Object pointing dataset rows
>>>>

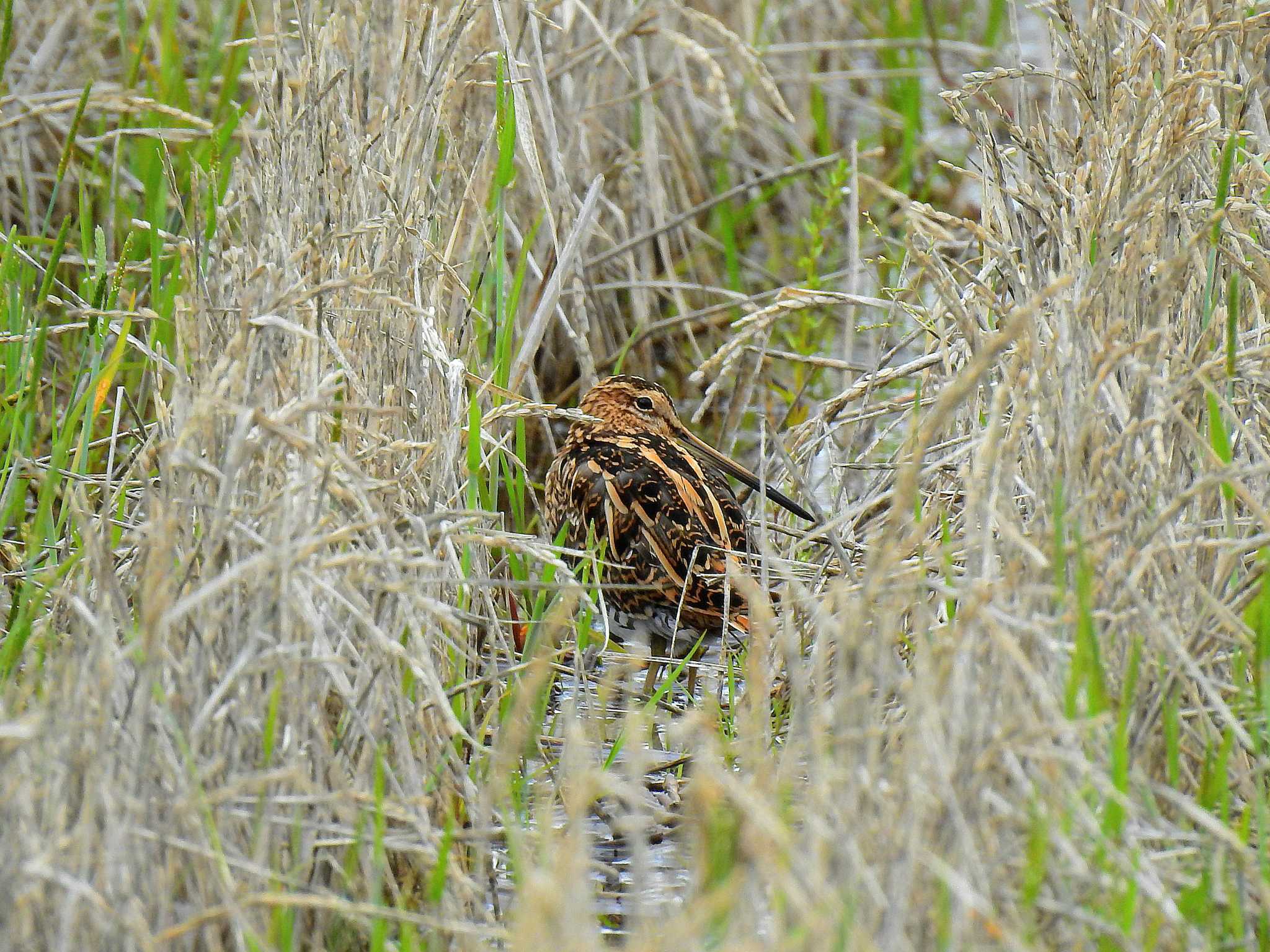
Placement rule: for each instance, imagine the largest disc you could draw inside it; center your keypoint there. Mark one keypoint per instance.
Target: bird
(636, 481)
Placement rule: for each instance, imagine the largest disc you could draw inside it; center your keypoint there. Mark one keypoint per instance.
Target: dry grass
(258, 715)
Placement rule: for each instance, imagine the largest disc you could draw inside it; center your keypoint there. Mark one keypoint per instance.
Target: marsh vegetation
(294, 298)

<<<<
>>>>

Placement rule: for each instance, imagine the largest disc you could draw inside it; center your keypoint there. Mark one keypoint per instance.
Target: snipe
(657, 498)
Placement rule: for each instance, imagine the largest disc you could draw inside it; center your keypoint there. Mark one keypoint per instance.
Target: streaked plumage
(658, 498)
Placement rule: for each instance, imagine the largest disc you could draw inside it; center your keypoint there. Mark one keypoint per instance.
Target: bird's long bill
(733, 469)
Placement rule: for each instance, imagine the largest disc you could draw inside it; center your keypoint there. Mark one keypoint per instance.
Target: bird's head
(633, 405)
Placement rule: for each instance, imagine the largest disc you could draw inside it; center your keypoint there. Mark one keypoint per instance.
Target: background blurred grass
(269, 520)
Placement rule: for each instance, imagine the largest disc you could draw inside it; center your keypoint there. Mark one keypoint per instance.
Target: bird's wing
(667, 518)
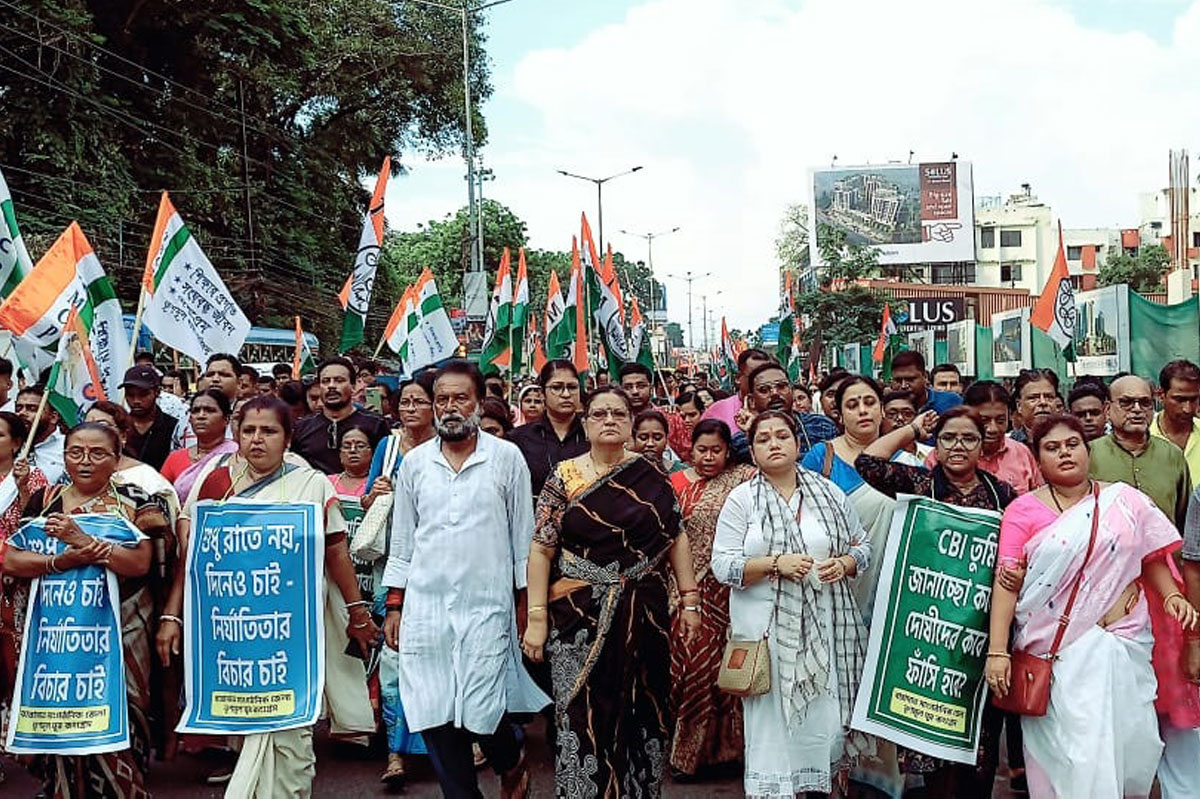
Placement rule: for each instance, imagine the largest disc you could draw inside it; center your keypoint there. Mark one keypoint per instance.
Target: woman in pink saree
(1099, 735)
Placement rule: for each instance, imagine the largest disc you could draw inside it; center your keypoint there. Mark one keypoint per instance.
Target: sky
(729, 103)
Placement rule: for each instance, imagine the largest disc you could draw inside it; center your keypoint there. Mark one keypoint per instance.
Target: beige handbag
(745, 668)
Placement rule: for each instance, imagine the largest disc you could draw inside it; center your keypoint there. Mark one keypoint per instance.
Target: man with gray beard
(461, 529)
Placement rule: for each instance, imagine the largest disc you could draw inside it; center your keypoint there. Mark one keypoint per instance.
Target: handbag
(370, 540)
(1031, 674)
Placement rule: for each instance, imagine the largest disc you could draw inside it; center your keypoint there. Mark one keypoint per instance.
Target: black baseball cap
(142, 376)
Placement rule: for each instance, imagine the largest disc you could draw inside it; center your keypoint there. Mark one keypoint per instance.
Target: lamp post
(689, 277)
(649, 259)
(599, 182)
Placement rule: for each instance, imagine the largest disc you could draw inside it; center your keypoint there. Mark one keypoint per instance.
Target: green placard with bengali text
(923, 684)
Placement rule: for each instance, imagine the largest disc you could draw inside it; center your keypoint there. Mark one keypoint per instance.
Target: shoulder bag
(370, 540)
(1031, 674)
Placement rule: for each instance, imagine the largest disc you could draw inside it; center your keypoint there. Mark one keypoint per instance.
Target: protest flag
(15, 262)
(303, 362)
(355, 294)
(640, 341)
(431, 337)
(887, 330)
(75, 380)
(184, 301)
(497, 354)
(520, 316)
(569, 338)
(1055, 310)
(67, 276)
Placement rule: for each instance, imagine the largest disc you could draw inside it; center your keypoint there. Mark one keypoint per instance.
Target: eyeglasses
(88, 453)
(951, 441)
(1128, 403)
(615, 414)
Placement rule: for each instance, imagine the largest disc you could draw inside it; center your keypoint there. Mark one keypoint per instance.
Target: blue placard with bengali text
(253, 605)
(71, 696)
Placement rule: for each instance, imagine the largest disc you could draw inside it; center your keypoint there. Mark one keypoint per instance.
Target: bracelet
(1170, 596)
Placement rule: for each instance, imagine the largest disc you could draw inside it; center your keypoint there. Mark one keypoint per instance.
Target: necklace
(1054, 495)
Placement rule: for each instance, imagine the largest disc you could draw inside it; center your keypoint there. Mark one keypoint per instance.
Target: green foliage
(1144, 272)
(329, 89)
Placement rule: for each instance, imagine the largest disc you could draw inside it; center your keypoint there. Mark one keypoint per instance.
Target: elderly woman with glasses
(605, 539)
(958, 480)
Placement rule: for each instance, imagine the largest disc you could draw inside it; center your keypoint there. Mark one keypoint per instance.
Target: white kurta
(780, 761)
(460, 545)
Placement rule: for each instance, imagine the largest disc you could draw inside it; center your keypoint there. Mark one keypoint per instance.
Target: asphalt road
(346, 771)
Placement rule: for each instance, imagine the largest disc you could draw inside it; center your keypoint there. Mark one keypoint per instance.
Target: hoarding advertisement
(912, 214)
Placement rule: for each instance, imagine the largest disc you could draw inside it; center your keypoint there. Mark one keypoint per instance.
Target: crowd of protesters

<<<<
>>>>

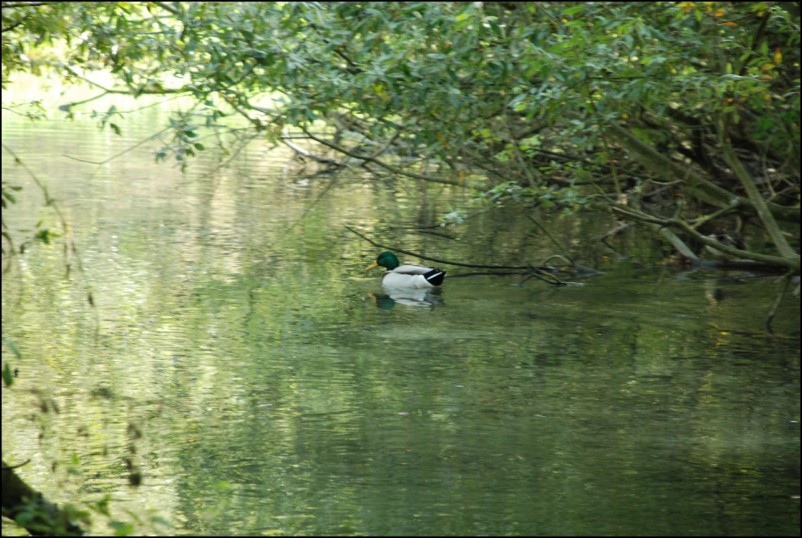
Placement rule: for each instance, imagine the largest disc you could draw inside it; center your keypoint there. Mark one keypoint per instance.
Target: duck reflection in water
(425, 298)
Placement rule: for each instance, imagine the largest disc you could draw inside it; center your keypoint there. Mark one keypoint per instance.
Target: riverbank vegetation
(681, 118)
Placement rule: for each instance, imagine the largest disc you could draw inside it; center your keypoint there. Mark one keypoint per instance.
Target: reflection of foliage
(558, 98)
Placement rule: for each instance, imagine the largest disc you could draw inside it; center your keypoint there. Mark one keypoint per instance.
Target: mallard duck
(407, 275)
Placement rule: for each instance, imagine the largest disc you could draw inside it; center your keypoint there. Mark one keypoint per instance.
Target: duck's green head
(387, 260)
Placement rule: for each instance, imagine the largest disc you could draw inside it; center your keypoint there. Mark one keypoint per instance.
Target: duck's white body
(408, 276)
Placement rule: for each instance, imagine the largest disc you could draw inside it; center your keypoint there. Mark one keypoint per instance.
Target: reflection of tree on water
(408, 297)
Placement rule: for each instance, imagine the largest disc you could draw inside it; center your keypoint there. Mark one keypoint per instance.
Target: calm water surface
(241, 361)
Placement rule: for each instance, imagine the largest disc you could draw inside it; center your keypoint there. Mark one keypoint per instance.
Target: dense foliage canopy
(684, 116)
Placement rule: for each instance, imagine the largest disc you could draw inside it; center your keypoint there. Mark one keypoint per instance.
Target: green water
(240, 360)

<<<<

▶ **STATED PROBLEM**:
Find every line in the records above that contains the string "reflection" and copy each one. Matching is case-sensitive.

▶ **ANSWER TO THIS EXERCISE**:
Target: duck reflection in water
Target: reflection of foliage
Target: reflection of tree on water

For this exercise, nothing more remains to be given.